→ What you need to do: The listing below must be repeated word for word, with its images excluded.

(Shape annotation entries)
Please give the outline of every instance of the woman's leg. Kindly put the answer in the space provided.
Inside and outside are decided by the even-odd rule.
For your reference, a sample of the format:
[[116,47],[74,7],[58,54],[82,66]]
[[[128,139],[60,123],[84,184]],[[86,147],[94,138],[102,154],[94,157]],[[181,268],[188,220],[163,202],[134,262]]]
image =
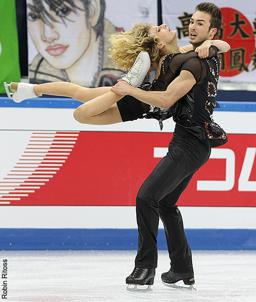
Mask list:
[[[11,90],[16,93],[14,94],[15,95],[17,95],[17,93],[19,94],[19,100],[14,100],[15,102],[18,102],[26,100],[26,97],[28,98],[26,93],[33,91],[32,95],[30,96],[29,98],[36,97],[36,95],[39,96],[45,94],[69,97],[82,103],[86,103],[94,98],[109,92],[110,91],[110,87],[87,88],[82,87],[77,84],[65,82],[51,82],[37,85],[15,82],[11,83]],[[34,93],[35,93],[36,95],[34,95]]]
[[87,88],[68,82],[52,82],[36,85],[35,92],[38,94],[69,97],[86,103],[94,98],[110,91],[111,87]]
[[[122,121],[116,102],[123,97],[111,92],[110,87],[87,88],[69,82],[52,82],[34,86],[23,86],[21,93],[19,92],[19,84],[11,83],[11,89],[20,93],[20,97],[22,97],[23,94],[27,90],[33,89],[38,95],[69,97],[83,103],[73,113],[74,118],[79,123],[108,125]],[[33,95],[30,97],[34,97]]]
[[123,96],[108,92],[77,107],[74,111],[74,118],[82,124],[109,125],[122,122],[116,104]]

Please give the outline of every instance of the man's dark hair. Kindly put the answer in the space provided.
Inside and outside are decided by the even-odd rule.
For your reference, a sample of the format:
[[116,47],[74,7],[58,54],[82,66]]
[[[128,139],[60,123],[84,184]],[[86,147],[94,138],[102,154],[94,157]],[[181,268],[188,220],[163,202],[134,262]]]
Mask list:
[[211,28],[217,28],[217,31],[214,35],[215,37],[222,25],[222,13],[221,13],[220,9],[213,3],[202,2],[197,5],[196,11],[207,13],[211,15],[210,20],[211,24],[209,29],[210,30]]

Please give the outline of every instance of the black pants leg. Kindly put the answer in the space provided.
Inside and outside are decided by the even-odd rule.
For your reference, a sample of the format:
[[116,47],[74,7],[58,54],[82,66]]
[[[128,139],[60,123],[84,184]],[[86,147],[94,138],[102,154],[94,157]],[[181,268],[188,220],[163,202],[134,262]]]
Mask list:
[[139,248],[135,266],[155,268],[159,217],[163,221],[172,265],[176,272],[193,270],[191,251],[176,203],[210,148],[186,133],[174,133],[168,152],[140,188],[136,198]]

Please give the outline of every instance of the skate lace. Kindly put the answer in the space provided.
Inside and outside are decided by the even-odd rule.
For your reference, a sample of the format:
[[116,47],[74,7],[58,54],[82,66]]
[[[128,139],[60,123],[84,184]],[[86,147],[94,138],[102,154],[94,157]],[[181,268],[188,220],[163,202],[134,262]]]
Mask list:
[[128,80],[132,80],[134,77],[139,77],[143,66],[143,60],[139,58],[134,65],[130,69],[125,78]]
[[135,267],[132,273],[131,274],[131,277],[137,278],[145,271],[145,268],[143,267]]

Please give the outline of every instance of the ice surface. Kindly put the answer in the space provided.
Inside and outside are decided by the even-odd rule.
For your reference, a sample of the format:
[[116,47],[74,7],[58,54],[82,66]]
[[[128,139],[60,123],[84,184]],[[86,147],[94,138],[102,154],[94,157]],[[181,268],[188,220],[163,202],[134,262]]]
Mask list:
[[169,268],[166,251],[159,251],[153,291],[128,291],[125,278],[133,269],[135,255],[135,251],[1,251],[1,271],[4,260],[8,261],[7,299],[2,300],[256,301],[256,251],[193,251],[197,291],[162,284],[161,273]]

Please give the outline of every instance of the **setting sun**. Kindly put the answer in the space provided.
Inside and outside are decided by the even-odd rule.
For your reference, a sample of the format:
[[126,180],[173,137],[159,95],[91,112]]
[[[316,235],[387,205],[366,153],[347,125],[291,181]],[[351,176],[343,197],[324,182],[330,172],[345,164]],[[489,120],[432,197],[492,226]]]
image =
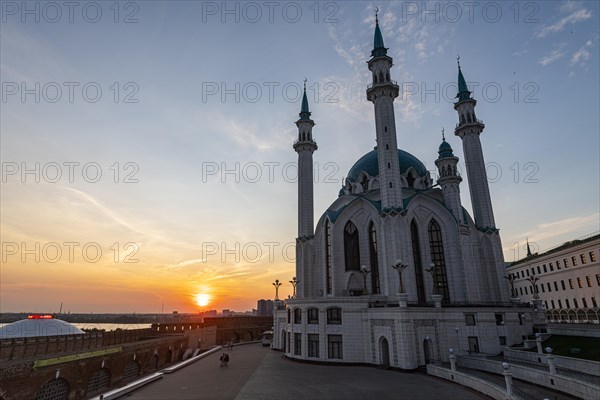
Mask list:
[[196,295],[196,304],[200,307],[207,306],[210,303],[210,295],[206,293],[198,293]]

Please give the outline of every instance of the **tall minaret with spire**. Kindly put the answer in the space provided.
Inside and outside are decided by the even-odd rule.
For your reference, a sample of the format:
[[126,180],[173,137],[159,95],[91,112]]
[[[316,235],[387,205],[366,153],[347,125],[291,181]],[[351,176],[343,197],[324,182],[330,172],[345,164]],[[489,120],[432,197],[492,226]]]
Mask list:
[[463,141],[475,225],[481,230],[495,230],[494,210],[485,171],[483,150],[479,141],[479,135],[485,125],[475,116],[477,101],[471,98],[471,92],[467,88],[465,77],[460,69],[460,57],[456,59],[458,62],[458,94],[456,95],[458,101],[454,103],[454,109],[458,112],[458,125],[454,134]]
[[399,88],[390,79],[392,58],[387,55],[383,45],[383,36],[379,29],[379,19],[375,12],[375,39],[369,70],[373,74],[373,83],[367,88],[367,99],[375,106],[375,131],[377,133],[377,158],[379,162],[379,186],[381,208],[383,212],[402,208],[402,187],[400,180],[400,161],[396,139],[396,120],[394,118],[394,99]]
[[454,156],[452,146],[446,142],[442,128],[442,144],[438,150],[439,157],[435,160],[438,167],[438,184],[444,194],[444,204],[452,212],[459,224],[463,224],[462,205],[460,202],[460,183],[462,178],[458,174],[456,165],[458,157]]
[[294,150],[298,153],[298,239],[300,240],[309,239],[314,235],[312,154],[317,150],[317,143],[312,138],[312,127],[315,126],[315,122],[310,119],[310,114],[305,79],[300,119],[296,121],[298,139],[294,142]]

→ Result of the exercise:
Please give the outline of every instance of the woman's leg. Kindly put the answer in the space provided.
Inside and outside are decided by the even-odd rule.
For your reference, a sample of the format:
[[116,47],[74,7],[58,54],[82,66]]
[[[128,139],[60,123],[84,184]],[[86,147],[94,138],[102,154],[94,157]],[[181,268],[188,220],[163,202],[134,262]]]
image =
Mask list:
[[[11,90],[16,93],[14,94],[15,95],[17,95],[17,93],[19,94],[19,100],[14,100],[15,102],[18,102],[26,100],[26,97],[28,98],[26,93],[33,91],[32,95],[30,96],[29,98],[36,97],[36,95],[39,96],[45,94],[69,97],[82,103],[86,103],[94,98],[109,92],[110,91],[110,87],[87,88],[82,87],[77,84],[65,82],[51,82],[37,85],[15,82],[11,83]],[[34,93],[35,93],[36,95],[34,95]]]
[[87,88],[68,82],[52,82],[36,85],[35,92],[38,94],[69,97],[86,103],[94,98],[110,91],[111,87]]
[[[122,121],[116,102],[123,97],[111,92],[110,87],[87,88],[69,82],[52,82],[34,86],[23,86],[21,93],[19,92],[19,84],[11,83],[11,89],[20,93],[20,97],[22,97],[23,94],[27,90],[33,89],[38,95],[69,97],[83,103],[73,113],[74,118],[79,123],[108,125]],[[33,95],[30,97],[34,97]]]
[[123,96],[108,92],[77,107],[74,111],[74,118],[82,124],[109,125],[122,122],[116,104]]

Please give the outline of every instance of the man's dark hair. Kindly put the answer in the space provided.
Inside and outside are decided by the even-odd rule.
For your reference, a sample of the format:
[[116,47],[74,7],[58,54],[82,66]]
[[[128,139],[60,123],[84,184]],[[86,147],[94,138],[102,154],[94,157]],[[181,268],[188,220],[163,202],[134,262]]]
Mask list:
[[211,28],[217,28],[217,31],[214,35],[215,37],[222,25],[222,13],[221,13],[220,9],[213,3],[202,2],[197,5],[196,11],[207,13],[211,15],[210,20],[211,24],[209,29],[210,30]]

Please give the outline of every instance of the black pants leg. Kindly put the answer in the space provided.
Inside and outside are decided by the even-odd rule.
For your reference, a sample of the format:
[[116,47],[74,7],[58,54],[82,66]]
[[[128,139],[60,123],[84,184]],[[86,147],[94,138],[102,154],[94,157]],[[181,268],[188,220],[163,202],[134,262]]]
Mask list:
[[139,248],[135,266],[155,268],[159,217],[163,221],[172,265],[176,272],[193,270],[191,251],[176,203],[210,148],[186,133],[174,133],[168,152],[140,188],[136,198]]

Please give the outline of every instance of the skate lace. Kindly put the answer in the space provided.
Inside and outside are decided by the even-odd rule.
For your reference, a sample of the format:
[[116,47],[74,7],[58,54],[82,66]]
[[[128,139],[60,123],[84,184]],[[86,147],[94,138],[102,154],[94,157]],[[181,268],[188,220],[163,202],[134,262]]]
Mask list:
[[128,80],[132,80],[134,77],[139,77],[143,66],[143,60],[139,58],[134,65],[130,69],[125,78]]
[[135,267],[132,273],[131,274],[131,277],[137,278],[145,271],[145,268],[143,267]]

Please give the outline of every instance of the ice surface. Kindly put the answer in the space provided.
Inside and outside are decided by the even-odd rule.
For your reference, a sample of the format:
[[116,47],[74,7],[58,54],[82,66]]
[[[128,139],[60,123],[84,184]],[[86,147],[94,138],[102,154],[94,157]],[[181,268],[188,220],[163,202],[134,262]]]
Mask list:
[[169,268],[166,251],[159,251],[153,291],[128,291],[125,278],[133,269],[135,255],[135,251],[1,251],[1,271],[4,260],[8,261],[7,299],[2,300],[256,301],[256,251],[193,251],[197,291],[162,284],[161,273]]

Please give the outline of every instance of the **setting sun**. Kindly put the answer in the space provided.
Inside and outside are decided by the even-odd rule.
For your reference, a sample of the format:
[[126,180],[173,137],[159,95],[91,112]]
[[[316,235],[387,205],[366,153],[347,125],[291,181]],[[351,176],[343,197],[324,182],[330,172],[345,164]],[[489,120],[432,197],[492,226]]]
image =
Mask list:
[[196,295],[196,304],[200,307],[207,306],[210,303],[210,295],[206,293],[198,293]]

Please give the outline of every instance of the **tall minaret with spire**. Kindly put the answer in the space provided.
Inside and outside are decided by the even-odd rule.
For your reference, a sample of the format:
[[126,180],[173,137],[159,95],[91,112]]
[[[316,235],[387,205],[366,153],[347,125],[291,181]],[[351,176],[343,197],[324,182],[330,172],[345,164]],[[489,120],[432,197],[492,226]]]
Mask list:
[[463,141],[475,225],[481,230],[495,230],[494,210],[485,171],[483,150],[479,141],[479,135],[485,125],[475,116],[477,101],[471,98],[471,92],[467,88],[465,77],[460,69],[460,57],[456,59],[458,62],[458,94],[456,95],[458,101],[454,103],[454,109],[458,112],[458,125],[454,134]]
[[399,88],[390,79],[392,58],[387,55],[383,45],[383,36],[379,29],[379,19],[375,12],[375,39],[369,70],[373,74],[373,83],[367,88],[367,99],[375,106],[375,131],[377,133],[377,158],[379,162],[379,186],[381,208],[383,212],[402,208],[402,187],[400,180],[400,161],[396,139],[396,120],[394,118],[394,99]]
[[454,156],[452,146],[446,142],[442,128],[442,144],[438,150],[439,157],[435,160],[438,167],[438,184],[444,194],[444,204],[452,212],[459,224],[463,224],[462,205],[460,202],[460,183],[462,178],[458,174],[456,165],[458,157]]
[[294,150],[298,153],[298,239],[300,240],[309,239],[314,235],[312,154],[317,150],[317,143],[312,138],[312,127],[315,126],[315,122],[310,119],[310,114],[305,79],[300,119],[296,121],[298,139],[294,142]]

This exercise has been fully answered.